HOW TO CATALOGUE A CEMETERY: CASE STUDY OF FLORENCE'S SWISS-OWNED, SO-CALLED 'ENGLISH', MONUMENTAL CEMETERY

Seven years ago I became Custodian of the Porta a' Pinti Cemetery, the Swiss-owned so-called 'English' Cemetery, in Florence. The Swiss had bought the land for it outside the Porta a' Pinti Gate from the Grand Duke of Tuscany in 1827. You can find it in Google Earth at Piazzale Donatello, Florence, Italy. It had been subject to neglect for more than a century following its 1877 closure caused by Giuseppe Poggi's destruction of the medieval city wall.

When I first came on the job I was asked to catalogue the tombs. All I then had was an alphabetical Register of burials drawn up in 1877. There was no map to the tombs. So I located them and transcribed their inscriptions. Of the more than 1,400 burials between 1827-1877 there are now less than a thousand extant tombs. After a year I was joined by an Italian woman scholar, and together we translate into our mother tongues this material, including those of the Proceedings of a City and Book international conference we organized with the Gabinetto Vieusseux on the Cemetery in 2004, publishing these on the Web at http://www.florin.ms/gimel.html.

Beginning with the alphabetical register I drew up a list on the Web, repeating its useful taxonomy. This is the format written on the flyleaf, the subsequent pages being cut down to render this visible and the columns entered accordingly, in Italian, by hand:

Cognome/ Nome/ Paternità / Patria/ Data della Morte/ Età/ Tomba

Because these are in Italian, English-speaking scholars searching the whereabouts of Hugh James Rose, the clergyman who initiated the Oxford Movement, could not find him. I did. He is listed as 'Ugo Giacomo Rose' and he is buried in a fine marble 'Scipio' tomb. So I took to giving the correct national form of the name in RED CAPITALS at the beginning of each entry, followed immediately by the nation of provenance in BLUE CAPITALS, and augmented the information in the Register.

Russian scholars assisted us with our Russian burials, consulting records in St Petersburg and at the Orthodox Church in Florence. An English scholar consulted the London Guildhall Library and Foreign Office records of English persons buried here. While the Swiss originally listed Poles as Russians, I separate them. I do the same with the English, giving whether they are Scots, Irish, Welsh, or Australian. The independent Swiss and Americans did not have a church that did double duty as a Civil Service organ of their governments so we lack double record keeping for their burials.

» Stated task
Copy out the stretch of the Florence cemetery account from "HOW TO CATALOGUE" through "medieval city wall.". Work only from the Florence cemetery account.

» Data excerpt
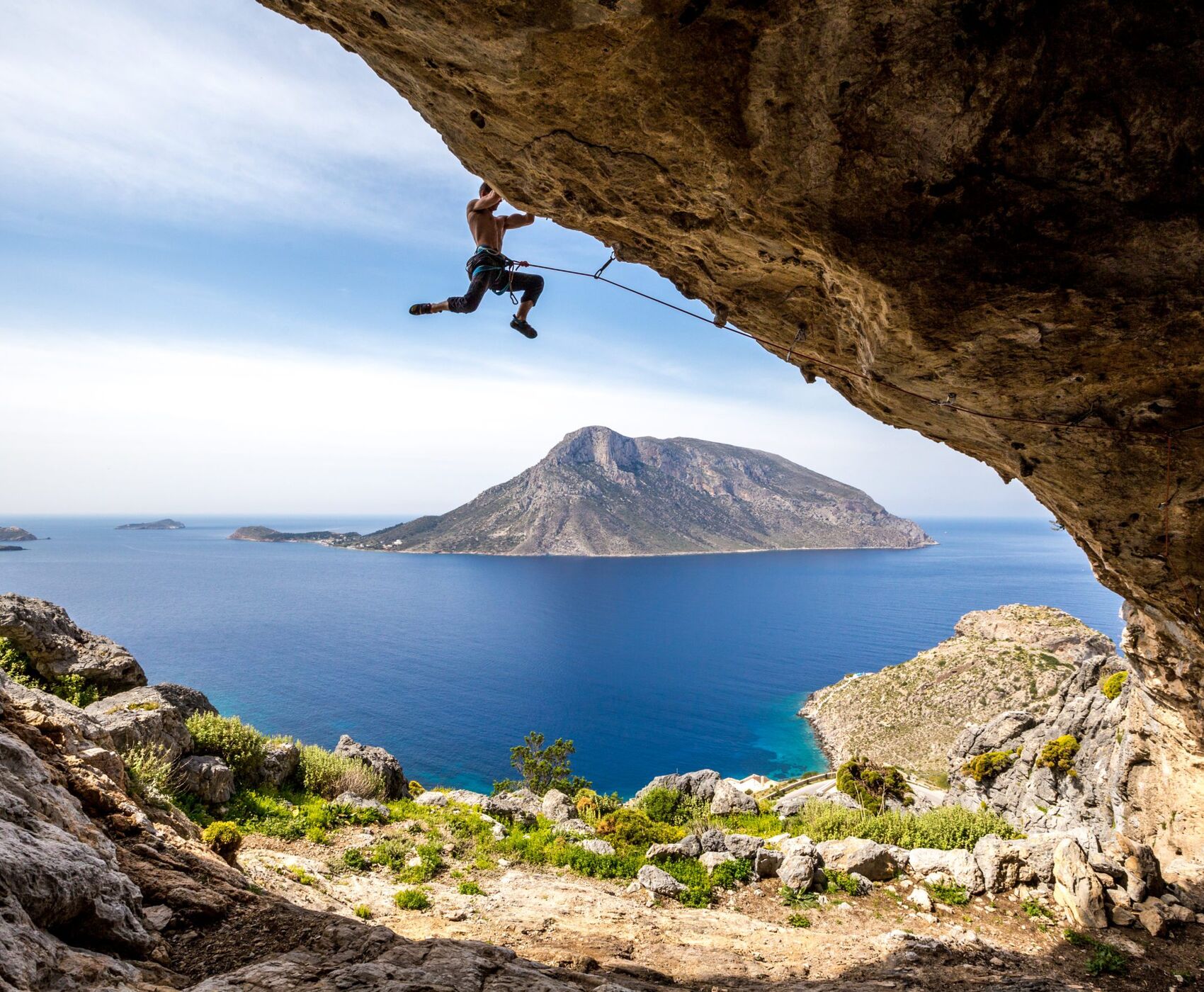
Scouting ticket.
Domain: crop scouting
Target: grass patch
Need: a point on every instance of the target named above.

» Response below
HOW TO CATALOGUE A CEMETERY: CASE STUDY OF FLORENCE'S SWISS-OWNED, SO-CALLED 'ENGLISH', MONUMENTAL CEMETERY

Seven years ago I became Custodian of the Porta a' Pinti Cemetery, the Swiss-owned so-called 'English' Cemetery, in Florence. The Swiss had bought the land for it outside the Porta a' Pinti Gate from the Grand Duke of Tuscany in 1827. You can find it in Google Earth at Piazzale Donatello, Florence, Italy. It had been subject to neglect for more than a century following its 1877 closure caused by Giuseppe Poggi's destruction of the medieval city wall.